■ **Aim**: Can you locate every line below that contains the string "vegetation" and copy each one in full? Case counts.

──────────

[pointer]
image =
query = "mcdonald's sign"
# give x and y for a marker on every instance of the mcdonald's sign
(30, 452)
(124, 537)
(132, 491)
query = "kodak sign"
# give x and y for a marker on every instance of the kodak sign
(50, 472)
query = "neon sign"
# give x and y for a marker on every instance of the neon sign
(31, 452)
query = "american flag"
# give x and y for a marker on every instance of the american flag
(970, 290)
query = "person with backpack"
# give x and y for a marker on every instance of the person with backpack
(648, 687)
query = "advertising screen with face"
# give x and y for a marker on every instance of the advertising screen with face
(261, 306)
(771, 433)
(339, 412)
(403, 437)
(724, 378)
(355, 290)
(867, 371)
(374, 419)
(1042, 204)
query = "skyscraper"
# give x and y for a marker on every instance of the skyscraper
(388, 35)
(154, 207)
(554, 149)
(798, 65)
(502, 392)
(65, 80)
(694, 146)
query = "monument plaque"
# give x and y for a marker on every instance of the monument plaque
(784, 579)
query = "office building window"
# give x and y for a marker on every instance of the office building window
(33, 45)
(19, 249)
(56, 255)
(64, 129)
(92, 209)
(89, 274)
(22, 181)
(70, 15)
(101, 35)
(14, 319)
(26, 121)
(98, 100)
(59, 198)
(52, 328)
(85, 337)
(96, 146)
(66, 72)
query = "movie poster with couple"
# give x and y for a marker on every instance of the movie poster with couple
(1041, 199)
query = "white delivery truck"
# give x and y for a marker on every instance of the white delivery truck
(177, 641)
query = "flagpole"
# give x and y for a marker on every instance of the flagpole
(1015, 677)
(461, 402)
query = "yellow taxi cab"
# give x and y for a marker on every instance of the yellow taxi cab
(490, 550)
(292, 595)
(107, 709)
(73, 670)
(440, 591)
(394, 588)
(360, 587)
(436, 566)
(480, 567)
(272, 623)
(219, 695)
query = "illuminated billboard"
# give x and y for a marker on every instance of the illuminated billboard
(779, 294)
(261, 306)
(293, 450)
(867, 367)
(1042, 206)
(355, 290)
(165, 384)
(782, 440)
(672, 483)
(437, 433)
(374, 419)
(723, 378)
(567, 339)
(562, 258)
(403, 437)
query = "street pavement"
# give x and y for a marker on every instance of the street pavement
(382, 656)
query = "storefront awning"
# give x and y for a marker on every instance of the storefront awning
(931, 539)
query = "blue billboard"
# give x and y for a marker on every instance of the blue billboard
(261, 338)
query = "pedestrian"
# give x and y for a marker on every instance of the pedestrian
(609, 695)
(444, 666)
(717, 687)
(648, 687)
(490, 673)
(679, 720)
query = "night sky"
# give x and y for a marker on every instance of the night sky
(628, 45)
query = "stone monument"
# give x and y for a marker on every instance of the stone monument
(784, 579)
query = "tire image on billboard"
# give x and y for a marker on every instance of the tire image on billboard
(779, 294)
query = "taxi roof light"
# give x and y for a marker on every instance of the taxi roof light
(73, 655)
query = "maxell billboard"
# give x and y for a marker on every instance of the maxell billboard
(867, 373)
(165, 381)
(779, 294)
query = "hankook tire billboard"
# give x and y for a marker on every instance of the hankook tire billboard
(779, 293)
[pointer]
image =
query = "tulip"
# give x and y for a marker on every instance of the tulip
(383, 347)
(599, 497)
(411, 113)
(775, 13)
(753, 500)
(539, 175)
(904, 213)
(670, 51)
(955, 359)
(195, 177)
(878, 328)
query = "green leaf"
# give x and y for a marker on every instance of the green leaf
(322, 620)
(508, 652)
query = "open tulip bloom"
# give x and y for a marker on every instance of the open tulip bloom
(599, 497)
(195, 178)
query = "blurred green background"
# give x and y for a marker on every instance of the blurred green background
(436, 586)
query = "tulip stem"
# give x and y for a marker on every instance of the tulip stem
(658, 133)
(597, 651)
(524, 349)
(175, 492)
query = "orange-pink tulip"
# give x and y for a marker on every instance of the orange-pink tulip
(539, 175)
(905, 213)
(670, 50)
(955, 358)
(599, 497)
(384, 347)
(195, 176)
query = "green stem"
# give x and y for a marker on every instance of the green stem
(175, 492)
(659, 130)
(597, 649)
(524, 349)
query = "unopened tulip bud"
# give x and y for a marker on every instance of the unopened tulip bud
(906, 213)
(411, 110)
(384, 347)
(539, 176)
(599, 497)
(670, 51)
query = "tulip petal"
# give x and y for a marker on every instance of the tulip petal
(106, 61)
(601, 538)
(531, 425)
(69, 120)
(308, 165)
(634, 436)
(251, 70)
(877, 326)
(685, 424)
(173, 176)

──────────

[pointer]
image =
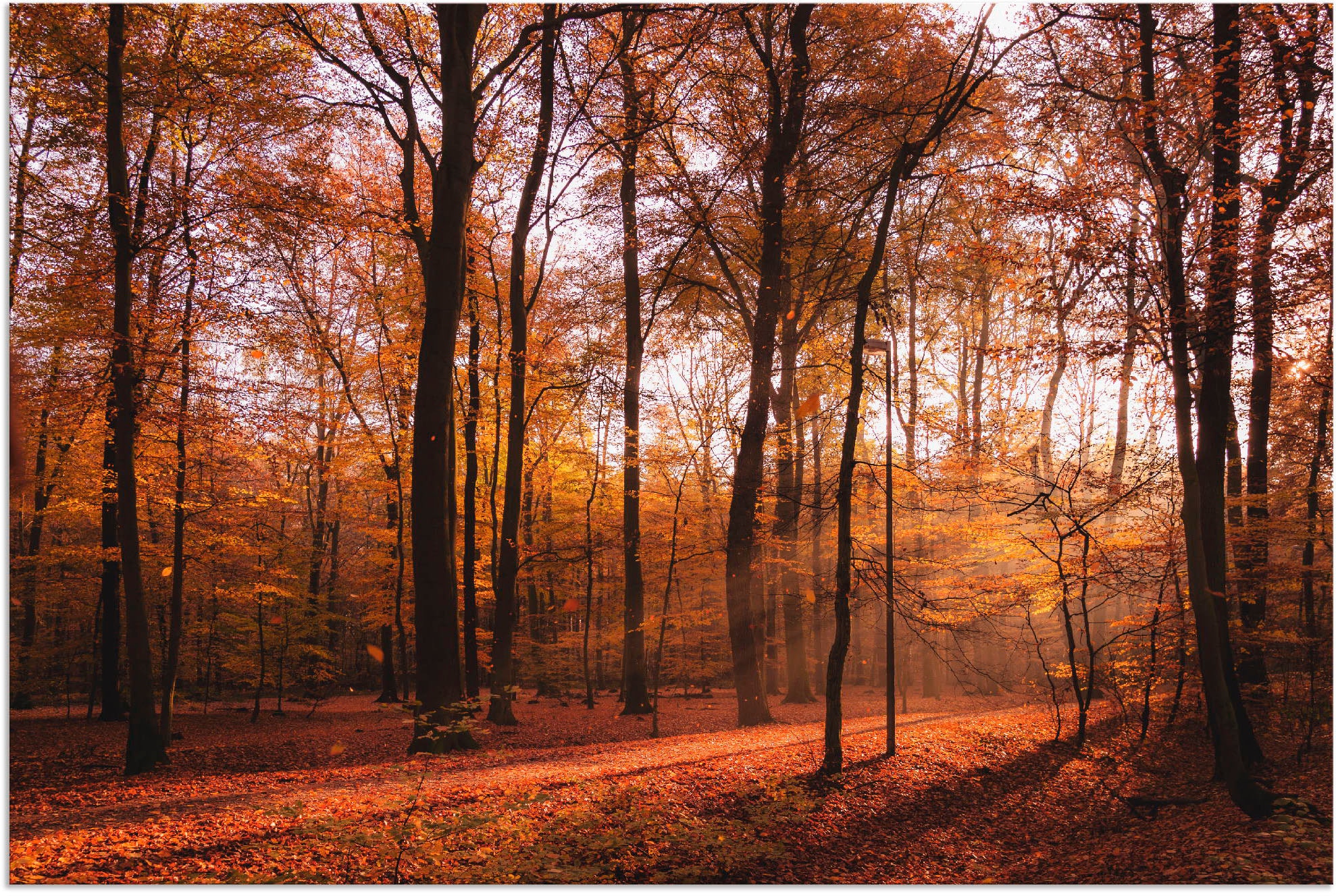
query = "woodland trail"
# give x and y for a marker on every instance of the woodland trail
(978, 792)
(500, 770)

──────────

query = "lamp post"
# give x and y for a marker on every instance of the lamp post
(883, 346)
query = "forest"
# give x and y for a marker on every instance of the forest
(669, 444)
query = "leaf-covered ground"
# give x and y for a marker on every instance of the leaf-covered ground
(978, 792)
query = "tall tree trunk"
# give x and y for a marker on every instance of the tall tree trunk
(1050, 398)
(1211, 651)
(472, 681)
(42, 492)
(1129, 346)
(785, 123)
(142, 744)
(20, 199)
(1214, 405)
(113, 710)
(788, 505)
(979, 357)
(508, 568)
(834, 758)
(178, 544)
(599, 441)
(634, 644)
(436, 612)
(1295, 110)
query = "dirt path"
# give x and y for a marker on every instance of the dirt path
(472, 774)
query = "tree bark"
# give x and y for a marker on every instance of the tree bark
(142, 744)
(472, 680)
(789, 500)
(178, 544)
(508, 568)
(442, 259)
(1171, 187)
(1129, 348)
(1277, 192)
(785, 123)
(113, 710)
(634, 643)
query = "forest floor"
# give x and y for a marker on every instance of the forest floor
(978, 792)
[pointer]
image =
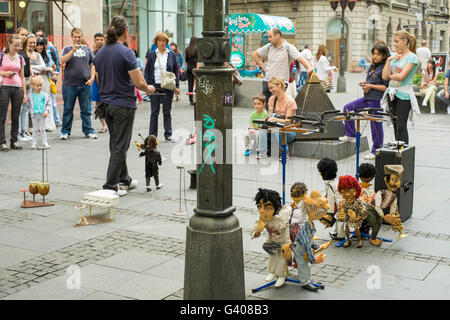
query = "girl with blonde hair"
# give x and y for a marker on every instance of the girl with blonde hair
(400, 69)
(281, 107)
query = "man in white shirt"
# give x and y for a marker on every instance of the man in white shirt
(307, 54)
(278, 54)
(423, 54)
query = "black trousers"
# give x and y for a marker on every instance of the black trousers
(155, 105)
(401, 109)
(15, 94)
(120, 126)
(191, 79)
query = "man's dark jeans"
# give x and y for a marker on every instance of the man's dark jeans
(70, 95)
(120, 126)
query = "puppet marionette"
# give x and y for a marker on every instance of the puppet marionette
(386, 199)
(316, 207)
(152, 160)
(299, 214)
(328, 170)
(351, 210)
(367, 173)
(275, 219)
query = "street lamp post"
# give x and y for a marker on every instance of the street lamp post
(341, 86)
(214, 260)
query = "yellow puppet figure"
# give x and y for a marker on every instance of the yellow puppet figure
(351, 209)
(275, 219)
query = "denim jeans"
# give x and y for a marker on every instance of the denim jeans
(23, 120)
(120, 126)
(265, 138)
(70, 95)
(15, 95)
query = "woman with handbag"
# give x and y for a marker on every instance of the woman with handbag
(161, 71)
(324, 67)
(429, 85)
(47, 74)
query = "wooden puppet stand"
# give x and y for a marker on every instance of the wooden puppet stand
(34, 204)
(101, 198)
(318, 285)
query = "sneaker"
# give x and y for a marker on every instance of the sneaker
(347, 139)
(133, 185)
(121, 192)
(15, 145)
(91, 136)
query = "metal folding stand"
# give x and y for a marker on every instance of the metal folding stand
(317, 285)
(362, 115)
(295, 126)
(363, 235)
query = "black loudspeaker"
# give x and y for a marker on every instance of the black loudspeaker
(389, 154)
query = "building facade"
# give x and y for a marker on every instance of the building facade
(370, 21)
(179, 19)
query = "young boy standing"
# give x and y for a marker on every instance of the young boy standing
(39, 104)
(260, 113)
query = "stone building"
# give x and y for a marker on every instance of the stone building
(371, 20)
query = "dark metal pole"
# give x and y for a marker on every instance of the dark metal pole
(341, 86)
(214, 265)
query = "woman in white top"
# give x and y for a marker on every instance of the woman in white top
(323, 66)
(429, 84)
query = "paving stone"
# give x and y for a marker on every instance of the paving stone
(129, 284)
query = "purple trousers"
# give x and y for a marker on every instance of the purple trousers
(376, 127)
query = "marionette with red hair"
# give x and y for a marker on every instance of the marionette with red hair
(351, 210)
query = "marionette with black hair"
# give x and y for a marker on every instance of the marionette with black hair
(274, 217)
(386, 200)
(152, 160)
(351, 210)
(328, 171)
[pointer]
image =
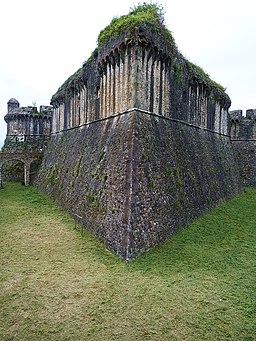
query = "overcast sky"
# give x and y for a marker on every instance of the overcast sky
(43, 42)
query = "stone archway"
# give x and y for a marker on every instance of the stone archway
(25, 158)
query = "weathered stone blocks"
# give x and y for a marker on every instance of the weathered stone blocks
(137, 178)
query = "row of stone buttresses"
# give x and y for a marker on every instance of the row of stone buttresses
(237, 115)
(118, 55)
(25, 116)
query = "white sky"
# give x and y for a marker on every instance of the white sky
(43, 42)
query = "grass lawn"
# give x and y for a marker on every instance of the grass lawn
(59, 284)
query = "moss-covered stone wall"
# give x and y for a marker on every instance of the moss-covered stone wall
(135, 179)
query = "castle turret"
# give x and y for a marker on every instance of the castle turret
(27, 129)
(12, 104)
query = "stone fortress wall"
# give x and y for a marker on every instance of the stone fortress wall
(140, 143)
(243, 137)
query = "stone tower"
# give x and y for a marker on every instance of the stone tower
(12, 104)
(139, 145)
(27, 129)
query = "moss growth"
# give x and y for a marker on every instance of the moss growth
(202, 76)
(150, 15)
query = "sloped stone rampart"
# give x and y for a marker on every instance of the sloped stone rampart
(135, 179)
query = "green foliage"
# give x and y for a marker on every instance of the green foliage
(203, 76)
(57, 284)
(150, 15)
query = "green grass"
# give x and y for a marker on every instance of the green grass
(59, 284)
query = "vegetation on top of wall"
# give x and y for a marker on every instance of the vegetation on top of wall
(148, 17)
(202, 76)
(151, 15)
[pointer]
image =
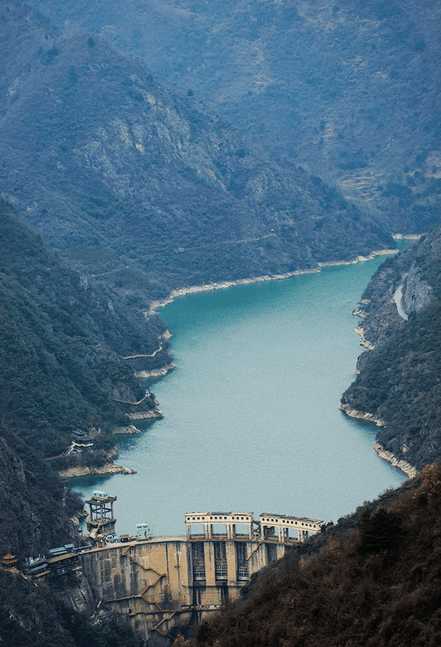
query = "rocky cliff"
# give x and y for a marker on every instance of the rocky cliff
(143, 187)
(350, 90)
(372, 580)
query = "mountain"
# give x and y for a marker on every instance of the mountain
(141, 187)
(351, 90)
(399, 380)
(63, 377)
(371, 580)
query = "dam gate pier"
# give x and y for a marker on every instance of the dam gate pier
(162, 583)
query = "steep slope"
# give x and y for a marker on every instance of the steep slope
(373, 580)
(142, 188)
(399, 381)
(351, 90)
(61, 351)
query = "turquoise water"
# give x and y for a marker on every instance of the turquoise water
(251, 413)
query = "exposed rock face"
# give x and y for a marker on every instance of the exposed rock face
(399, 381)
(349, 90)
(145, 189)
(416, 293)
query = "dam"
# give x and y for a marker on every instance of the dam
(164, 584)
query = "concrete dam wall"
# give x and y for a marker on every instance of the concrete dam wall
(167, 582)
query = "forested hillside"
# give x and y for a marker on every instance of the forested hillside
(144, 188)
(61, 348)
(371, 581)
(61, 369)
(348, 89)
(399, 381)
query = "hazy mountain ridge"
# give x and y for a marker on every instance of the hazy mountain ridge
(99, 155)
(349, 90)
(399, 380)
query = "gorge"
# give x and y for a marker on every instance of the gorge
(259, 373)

──────────

■ **Written answer**:
query = "vegetation on top of wall"
# give x and y for a marker on every instance of the vegetation on top of wall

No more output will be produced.